Extracted data ::
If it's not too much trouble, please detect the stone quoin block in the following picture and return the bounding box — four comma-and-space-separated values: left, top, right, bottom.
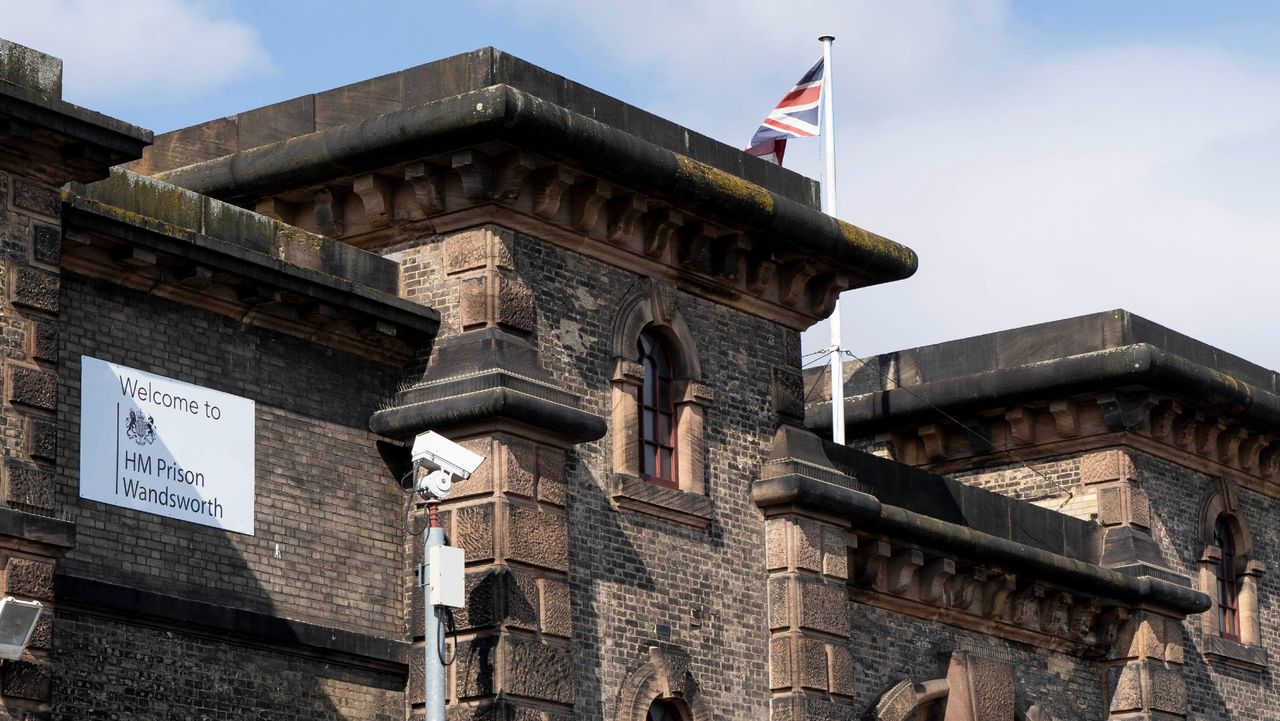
538, 446, 564, 506
500, 437, 538, 498
1080, 451, 1138, 485
452, 503, 497, 562
503, 636, 573, 703
769, 635, 791, 689
1148, 663, 1187, 716
4, 661, 54, 701
13, 268, 61, 312
794, 519, 822, 574
507, 505, 568, 571
452, 635, 498, 699
13, 178, 63, 218
540, 579, 573, 638
458, 275, 489, 328
31, 320, 58, 362
503, 570, 541, 631
800, 638, 828, 690
444, 229, 490, 274
31, 223, 63, 265
797, 578, 849, 636
4, 558, 54, 601
27, 417, 58, 461
5, 461, 54, 511
495, 275, 538, 333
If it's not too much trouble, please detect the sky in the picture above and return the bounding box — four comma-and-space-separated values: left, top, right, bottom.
10, 0, 1280, 369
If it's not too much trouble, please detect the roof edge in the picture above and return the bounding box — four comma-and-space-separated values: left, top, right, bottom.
155, 85, 919, 286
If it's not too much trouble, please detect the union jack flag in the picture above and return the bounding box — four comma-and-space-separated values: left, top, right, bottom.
746, 60, 823, 165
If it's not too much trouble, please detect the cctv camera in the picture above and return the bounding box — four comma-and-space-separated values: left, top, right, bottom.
412, 430, 484, 498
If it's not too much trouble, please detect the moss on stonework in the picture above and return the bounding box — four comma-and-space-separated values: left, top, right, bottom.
676, 155, 773, 215
836, 219, 919, 278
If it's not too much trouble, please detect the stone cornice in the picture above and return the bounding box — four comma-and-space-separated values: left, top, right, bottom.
751, 428, 1208, 656
147, 86, 916, 329
60, 179, 439, 362
0, 40, 151, 186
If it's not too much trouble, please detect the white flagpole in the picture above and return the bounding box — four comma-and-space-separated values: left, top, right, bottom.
818, 35, 845, 446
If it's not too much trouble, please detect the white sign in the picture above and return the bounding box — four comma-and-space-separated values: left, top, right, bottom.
79, 356, 253, 535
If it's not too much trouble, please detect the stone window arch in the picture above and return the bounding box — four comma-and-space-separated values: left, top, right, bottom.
617, 645, 712, 721
1199, 478, 1266, 665
611, 282, 712, 496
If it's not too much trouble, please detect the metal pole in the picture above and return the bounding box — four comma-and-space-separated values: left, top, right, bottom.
818, 35, 845, 446
419, 499, 444, 721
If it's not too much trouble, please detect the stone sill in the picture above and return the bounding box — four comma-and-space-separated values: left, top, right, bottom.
611, 474, 712, 529
1202, 636, 1267, 672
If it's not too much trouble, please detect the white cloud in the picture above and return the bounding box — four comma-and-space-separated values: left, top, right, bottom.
494, 0, 1280, 368
0, 0, 274, 106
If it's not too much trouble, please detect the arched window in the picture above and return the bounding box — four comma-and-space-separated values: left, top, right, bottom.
609, 279, 714, 525
645, 698, 684, 721
636, 328, 680, 488
1213, 515, 1240, 642
1199, 478, 1266, 670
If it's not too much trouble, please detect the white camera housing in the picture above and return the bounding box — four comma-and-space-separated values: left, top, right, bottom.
412, 430, 484, 498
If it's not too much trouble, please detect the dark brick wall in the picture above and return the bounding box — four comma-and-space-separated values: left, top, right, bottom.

Work instructions :: Collect every line of the entries above that contains the word "white", and copy each one in full.

Output below ::
If it's not too much trouble, please detect the white flagpole in the picture above and return the bounding box — four comma-and-space-separated values: left, top, right, bottom.
If it's not too much trouble, please detect the white sign in the picture above and return the bounding box — four comma-and-space-separated values: left, top, right, bottom.
If it's not too much trouble, please detect the white cloud in the picture above and return the bounding box — four comma-and-space-separated values: left, top, right, bottom.
If it's not too much trouble, please detect the white camera housing in the picture above and return the bounding box — four comma-and-space-separated values: left, top, right, bottom.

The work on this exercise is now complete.